__TASK GOAL__
Reproduce the records from the line containing "A classifier flagged the green trailer" through the end of the records, inclusive, keeping the requests unchanged. Scale every bounding-box coordinate in the answers by 1.6, rounding to whole numbers with halves rounded up.

++++

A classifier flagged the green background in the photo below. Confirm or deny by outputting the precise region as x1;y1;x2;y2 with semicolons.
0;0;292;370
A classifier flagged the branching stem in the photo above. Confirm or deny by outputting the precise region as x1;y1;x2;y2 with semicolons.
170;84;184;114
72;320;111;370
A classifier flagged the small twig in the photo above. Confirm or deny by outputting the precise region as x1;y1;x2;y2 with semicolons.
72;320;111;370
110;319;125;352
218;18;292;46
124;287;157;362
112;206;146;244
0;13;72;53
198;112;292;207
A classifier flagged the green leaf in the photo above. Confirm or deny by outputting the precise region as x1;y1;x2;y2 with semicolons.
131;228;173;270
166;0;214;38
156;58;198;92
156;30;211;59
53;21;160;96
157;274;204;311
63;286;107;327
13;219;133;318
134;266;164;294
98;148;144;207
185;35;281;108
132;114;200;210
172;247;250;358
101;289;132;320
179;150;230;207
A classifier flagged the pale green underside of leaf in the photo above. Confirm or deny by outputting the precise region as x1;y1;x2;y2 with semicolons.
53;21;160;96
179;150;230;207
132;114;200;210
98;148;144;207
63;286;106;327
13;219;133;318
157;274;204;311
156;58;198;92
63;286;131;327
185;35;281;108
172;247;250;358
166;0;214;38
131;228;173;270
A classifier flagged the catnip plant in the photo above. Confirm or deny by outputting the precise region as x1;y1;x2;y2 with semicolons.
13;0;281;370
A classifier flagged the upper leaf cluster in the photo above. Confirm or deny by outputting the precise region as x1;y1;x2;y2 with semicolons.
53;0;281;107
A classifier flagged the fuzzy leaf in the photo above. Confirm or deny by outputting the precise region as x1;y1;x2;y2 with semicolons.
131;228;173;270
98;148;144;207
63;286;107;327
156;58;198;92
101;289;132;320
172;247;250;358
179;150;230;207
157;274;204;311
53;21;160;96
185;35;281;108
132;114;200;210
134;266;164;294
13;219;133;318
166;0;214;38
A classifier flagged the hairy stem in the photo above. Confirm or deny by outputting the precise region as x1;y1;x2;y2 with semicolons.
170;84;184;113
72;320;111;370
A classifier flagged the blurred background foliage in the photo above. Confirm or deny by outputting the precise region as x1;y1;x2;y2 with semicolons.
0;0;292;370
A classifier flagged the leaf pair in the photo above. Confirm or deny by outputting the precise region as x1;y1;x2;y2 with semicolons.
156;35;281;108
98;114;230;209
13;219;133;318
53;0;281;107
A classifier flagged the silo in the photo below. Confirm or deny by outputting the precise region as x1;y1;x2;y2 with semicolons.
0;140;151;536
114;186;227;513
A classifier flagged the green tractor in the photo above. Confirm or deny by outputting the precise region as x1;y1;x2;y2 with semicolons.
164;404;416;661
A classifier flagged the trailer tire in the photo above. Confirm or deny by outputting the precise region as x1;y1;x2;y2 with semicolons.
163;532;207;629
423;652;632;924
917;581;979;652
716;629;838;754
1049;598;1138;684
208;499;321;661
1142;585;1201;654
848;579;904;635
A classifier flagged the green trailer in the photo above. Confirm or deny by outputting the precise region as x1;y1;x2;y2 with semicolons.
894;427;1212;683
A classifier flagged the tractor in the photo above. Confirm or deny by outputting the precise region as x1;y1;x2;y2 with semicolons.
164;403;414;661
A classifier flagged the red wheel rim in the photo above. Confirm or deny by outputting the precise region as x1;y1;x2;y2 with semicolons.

++++

__RESPONSE FOR THIS EXERCISE__
A classifier flagged the green trailer in the photo above. Confirm or deny by outputting the precise region as x1;y1;x2;y2 with semicolons.
1430;683;1939;1093
A classifier flagged the tractor in the photo above. Confirm or deny by outputting the precise region as x1;y1;x2;y2 with semicolons.
262;645;662;1058
A classifier flagged the red wheel rim in the photo above. Confirm or deny by outputting the precise region as x1;y1;x2;y2 with semicolons.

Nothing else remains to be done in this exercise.